▸ **Task description**:
Write out all of the following data line for line, keeping every line exactly as it stands, and leave the pictures out of your answer.

▸ **Exercise materials**:
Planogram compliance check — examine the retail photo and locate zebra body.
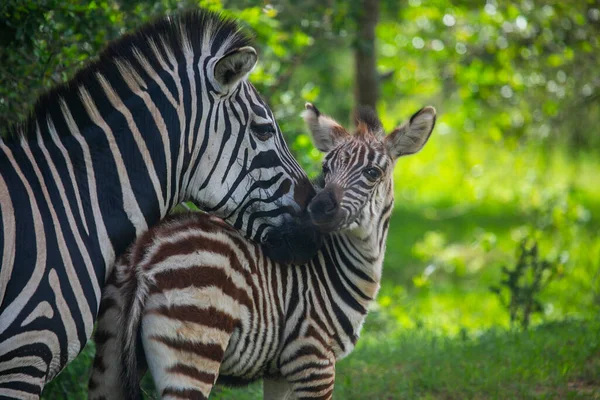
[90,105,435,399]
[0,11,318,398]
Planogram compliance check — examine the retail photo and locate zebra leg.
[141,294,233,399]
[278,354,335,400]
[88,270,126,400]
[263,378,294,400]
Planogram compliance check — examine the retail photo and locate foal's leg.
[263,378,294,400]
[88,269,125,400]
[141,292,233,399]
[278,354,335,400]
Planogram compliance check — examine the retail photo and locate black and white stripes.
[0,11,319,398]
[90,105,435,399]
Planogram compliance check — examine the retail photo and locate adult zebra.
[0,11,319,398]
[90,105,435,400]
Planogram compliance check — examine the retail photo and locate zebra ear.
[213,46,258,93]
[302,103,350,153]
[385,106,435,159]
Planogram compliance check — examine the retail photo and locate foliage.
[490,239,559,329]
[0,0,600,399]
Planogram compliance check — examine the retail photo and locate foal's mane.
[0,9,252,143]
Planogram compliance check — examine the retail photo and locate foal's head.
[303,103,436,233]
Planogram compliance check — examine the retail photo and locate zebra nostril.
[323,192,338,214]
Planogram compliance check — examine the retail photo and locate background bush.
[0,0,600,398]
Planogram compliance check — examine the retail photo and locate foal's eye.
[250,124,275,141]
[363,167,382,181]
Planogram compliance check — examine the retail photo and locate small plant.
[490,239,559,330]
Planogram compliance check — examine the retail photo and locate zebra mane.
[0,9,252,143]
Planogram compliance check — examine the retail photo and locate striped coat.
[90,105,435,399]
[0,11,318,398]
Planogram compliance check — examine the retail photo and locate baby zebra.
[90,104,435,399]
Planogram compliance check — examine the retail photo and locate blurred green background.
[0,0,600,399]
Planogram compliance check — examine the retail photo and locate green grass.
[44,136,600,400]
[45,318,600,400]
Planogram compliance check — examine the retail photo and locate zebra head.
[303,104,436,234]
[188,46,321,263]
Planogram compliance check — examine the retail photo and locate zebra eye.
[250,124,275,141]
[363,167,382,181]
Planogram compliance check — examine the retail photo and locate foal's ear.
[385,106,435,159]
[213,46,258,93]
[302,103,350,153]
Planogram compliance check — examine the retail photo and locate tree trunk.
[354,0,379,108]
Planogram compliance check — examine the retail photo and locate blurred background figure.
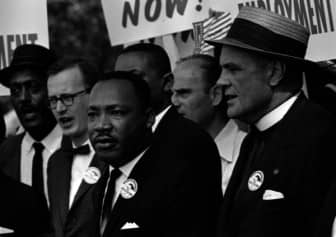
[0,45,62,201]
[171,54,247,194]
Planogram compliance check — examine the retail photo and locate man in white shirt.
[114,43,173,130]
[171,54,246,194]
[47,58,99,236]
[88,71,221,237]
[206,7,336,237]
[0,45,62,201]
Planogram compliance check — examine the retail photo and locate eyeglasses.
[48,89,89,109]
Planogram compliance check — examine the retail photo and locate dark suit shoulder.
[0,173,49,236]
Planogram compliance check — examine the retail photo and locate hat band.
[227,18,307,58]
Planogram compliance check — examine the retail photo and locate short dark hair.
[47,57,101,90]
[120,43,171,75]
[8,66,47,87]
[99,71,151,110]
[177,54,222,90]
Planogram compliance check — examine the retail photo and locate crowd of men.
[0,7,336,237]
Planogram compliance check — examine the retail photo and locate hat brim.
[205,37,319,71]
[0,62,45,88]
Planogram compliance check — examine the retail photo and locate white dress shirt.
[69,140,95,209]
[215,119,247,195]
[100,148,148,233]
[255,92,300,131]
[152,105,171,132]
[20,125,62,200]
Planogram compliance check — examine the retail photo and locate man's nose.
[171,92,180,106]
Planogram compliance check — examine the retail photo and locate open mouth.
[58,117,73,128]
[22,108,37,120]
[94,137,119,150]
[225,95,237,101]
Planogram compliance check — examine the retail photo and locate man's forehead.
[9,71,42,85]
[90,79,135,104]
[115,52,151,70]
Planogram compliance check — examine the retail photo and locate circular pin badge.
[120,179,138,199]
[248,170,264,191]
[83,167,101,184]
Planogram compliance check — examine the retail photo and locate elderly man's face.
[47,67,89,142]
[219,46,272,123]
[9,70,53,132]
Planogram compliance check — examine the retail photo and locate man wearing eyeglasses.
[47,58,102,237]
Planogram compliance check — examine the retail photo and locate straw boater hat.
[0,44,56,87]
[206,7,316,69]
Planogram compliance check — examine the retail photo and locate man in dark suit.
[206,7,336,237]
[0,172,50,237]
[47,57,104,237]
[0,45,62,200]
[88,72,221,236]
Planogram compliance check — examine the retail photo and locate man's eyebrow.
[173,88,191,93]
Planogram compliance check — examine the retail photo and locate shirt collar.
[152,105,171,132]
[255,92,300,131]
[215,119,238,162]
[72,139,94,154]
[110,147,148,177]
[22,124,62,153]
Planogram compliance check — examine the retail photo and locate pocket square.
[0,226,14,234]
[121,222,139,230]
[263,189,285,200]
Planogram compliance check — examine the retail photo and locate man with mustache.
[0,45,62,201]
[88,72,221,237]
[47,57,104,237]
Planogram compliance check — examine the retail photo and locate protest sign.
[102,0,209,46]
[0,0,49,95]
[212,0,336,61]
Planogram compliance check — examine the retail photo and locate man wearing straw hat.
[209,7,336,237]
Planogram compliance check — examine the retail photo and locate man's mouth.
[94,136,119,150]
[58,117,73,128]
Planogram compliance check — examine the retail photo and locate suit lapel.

▸ **Exercise response**:
Planogram compliance check — examine the retail photo and locate zebra body.
[90,105,435,399]
[0,11,318,398]
Planogram compliance check — examine the retail photo and locate zebra leg.
[141,294,233,399]
[278,354,335,400]
[88,270,126,400]
[263,378,294,400]
Planogram compliance check — examine the retail photo and locate foal's leg.
[263,378,294,400]
[88,269,125,400]
[141,292,233,399]
[278,354,335,400]
Planogram compliance check — examine the retail photo and locate black and white stripes.
[0,11,319,398]
[90,105,435,399]
Planogram compliance check — examine the retail photo and locate adult zebra.
[0,11,319,398]
[90,105,435,400]
Planogram compliance check — examine the retail photo and locate zebra ear.
[213,46,258,93]
[302,103,350,153]
[385,106,435,159]
Planogram compliance check — examine the retail photo and locate foliage.
[490,239,559,329]
[0,0,600,399]
Planogram compliance check — examine the retail photo and locate foal's mane.
[0,9,252,143]
Planogram compliance check — examine the retail photo and locate foal's head.
[303,103,436,233]
Planogram compliance check — examine the retail photo and locate zebra nostril.
[323,192,338,214]
Planogram compliance check — examine the retail photo and locate background bush.
[0,0,600,398]
Planogram compliance check — examine the retail photo and locate foal's eye.
[250,124,275,141]
[363,167,382,181]
Planogram compliance check — examine the retail photo and locate small plant.
[490,239,559,330]
Planogram compliance check — examine the retail photo and locate zebra mane.
[0,9,252,143]
Planogram compliance check — examine the retail photo and locate striped coat.
[90,105,435,399]
[0,11,318,398]
Planogram compliance check — examine the retail photo and locate baby zebra.
[90,104,435,399]
Planogram compliance check — examine the retail photo and locate blurred green background.
[0,0,600,399]
Planogram compliance check — examine the retail photo and locate green grass.
[44,136,600,400]
[45,318,600,400]
Planogram compliance check — examine the retail photo and locate zebra head.
[303,104,436,234]
[188,46,321,263]
Planogram compliance check — examine the retail photo and locate zebra eye.
[250,124,275,141]
[363,167,382,181]
Planogram compliance check — examine the retail photo and locate foal's ear.
[385,106,435,159]
[213,46,258,93]
[302,103,350,153]
Planogram compliance check — examine the retail photo and locate tree trunk.
[354,0,379,108]
Planogram compliance check — examine the retail photo and locate blurred background figure.
[0,45,62,201]
[171,54,247,194]
Planogram compliance check — examine the retail photo and locate man in white shirt.
[114,43,173,130]
[171,54,246,194]
[47,58,99,236]
[88,71,221,237]
[206,7,336,237]
[0,45,62,201]
Planogram compliance check — examine the retail photo and locate eyeglasses.
[48,89,89,109]
Planogram compliance check — examine the retail photo and locate dark suit shoulder.
[0,173,49,236]
Planogram compliance check — examine the retail photo and locate hat band.
[227,18,307,58]
Planogram compliance check — examine the retail photo and locate short dark hair.
[47,57,101,90]
[120,43,171,75]
[8,66,47,87]
[99,71,151,110]
[177,54,222,90]
Planogram compliance check — examine the retail photo and locate crowd of men.
[0,7,336,237]
Planogram compliance check — examine the retail photo and locate hat brim.
[205,37,319,71]
[0,62,45,88]
Planogram compliance check — examine the retail photo and locate white dress shirt.
[69,140,95,209]
[215,119,247,195]
[100,148,148,233]
[255,92,300,131]
[152,105,171,132]
[20,125,62,200]
Planogram compliance check — examine the retail photo and locate man's nose.
[171,92,180,106]
Planogram compliance check — examine the retail photo and locate open mouth.
[58,117,73,128]
[22,108,37,120]
[94,137,119,150]
[225,95,237,101]
Planogram compliance check — examine the retail photo and locate man's forehead.
[9,71,42,85]
[90,79,135,104]
[115,52,151,70]
Planogram compliance check — examine the retail photo and locate circular pin badge.
[120,179,138,199]
[248,170,264,191]
[83,167,101,184]
Planogram compliance check — examine the retail photo and locate elderly man's face.
[47,67,89,142]
[219,46,272,123]
[9,70,53,132]
Planogram compliance check — examine the retail photo and locate man wearing eyeglasses.
[47,58,102,237]
Planogram compliance check — examine the retail photo and locate straw boater hat.
[0,44,56,87]
[206,7,316,69]
Planogram compliance check — examine the retail photo and locate man in dark suit.
[206,7,336,237]
[0,172,50,237]
[47,57,104,237]
[0,45,62,200]
[88,72,221,236]
Planogram compliance check — examine the retail photo and locate man's eyebrow.
[173,88,191,93]
Planogram compliance check — examine the retail photo and locate shirt collar.
[152,105,171,132]
[255,92,300,131]
[215,119,238,162]
[72,139,94,154]
[110,147,148,177]
[22,124,62,153]
Planogram compliance check — examine the retail photo and locate pocket square.
[0,226,14,234]
[121,222,139,230]
[263,189,285,200]
Planogram compliance check — examine the retail photo and locate man with mustache.
[0,45,62,201]
[88,72,221,237]
[47,57,104,237]
Planogram compliance check — examine the retail photo and locate protest sign.
[102,0,209,46]
[0,0,49,95]
[212,0,336,61]
Planogram compliance check — examine the retail photo and locate man wearing straw hat.
[209,7,336,237]
Planogram compliance check — examine the retail photo and locate man's mouth.
[94,136,119,150]
[58,117,73,128]
Planogram compliance check — examine the retail photo and locate suit lapel.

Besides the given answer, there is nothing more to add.